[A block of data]
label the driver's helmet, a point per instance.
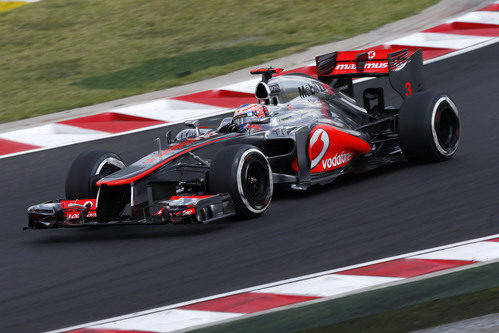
(248, 112)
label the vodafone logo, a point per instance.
(337, 160)
(319, 143)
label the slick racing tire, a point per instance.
(429, 127)
(87, 169)
(244, 172)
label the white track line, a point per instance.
(439, 40)
(272, 285)
(223, 110)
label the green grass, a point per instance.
(428, 314)
(443, 299)
(60, 54)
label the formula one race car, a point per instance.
(302, 131)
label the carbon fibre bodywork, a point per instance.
(316, 131)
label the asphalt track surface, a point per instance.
(56, 278)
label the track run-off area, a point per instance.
(59, 278)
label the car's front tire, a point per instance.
(429, 127)
(244, 172)
(87, 169)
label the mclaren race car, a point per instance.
(301, 130)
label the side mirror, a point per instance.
(192, 124)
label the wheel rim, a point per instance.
(445, 126)
(254, 181)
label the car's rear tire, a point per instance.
(244, 172)
(87, 169)
(429, 127)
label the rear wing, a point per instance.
(404, 73)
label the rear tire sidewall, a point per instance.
(87, 169)
(428, 127)
(231, 171)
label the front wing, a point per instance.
(178, 209)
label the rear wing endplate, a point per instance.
(404, 73)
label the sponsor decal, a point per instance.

### Job:
Can you reproduce all of the items above line for line, leaving out the pictures?

### Output of the exercise:
label the driver's helmet, a point per instance.
(248, 112)
label the vodafone logo, a point per instance.
(337, 160)
(319, 143)
label the slick racing tire, a point per instance.
(429, 127)
(87, 169)
(244, 172)
label the white track line, a point per instance.
(439, 40)
(272, 285)
(223, 110)
label the green grass, a point per instance.
(428, 314)
(443, 299)
(60, 54)
label the formula one race car, a point per instance.
(302, 131)
label the carbon fibre bodywork, a point per instance.
(316, 131)
label the asphalt track surface, a point per instance.
(56, 278)
label the track run-off area, a point per instance.
(59, 278)
label the car's front tire, a point per instance.
(429, 127)
(244, 172)
(87, 169)
label the mclaren race car, a point per instance.
(301, 130)
label the side mirror, a point per instance.
(192, 124)
label the wheel rim, a point per instance.
(445, 126)
(254, 181)
label the car's rear tire, a point per instance.
(244, 172)
(87, 169)
(429, 127)
label the rear wing, a point per instance.
(404, 73)
label the rear tire sidewall, a point per instance.
(87, 169)
(428, 127)
(231, 171)
label the front wing, a point per instance.
(178, 209)
label the rear wing endplate, a point per instance.
(404, 73)
label the sponsor decal, a point per instance.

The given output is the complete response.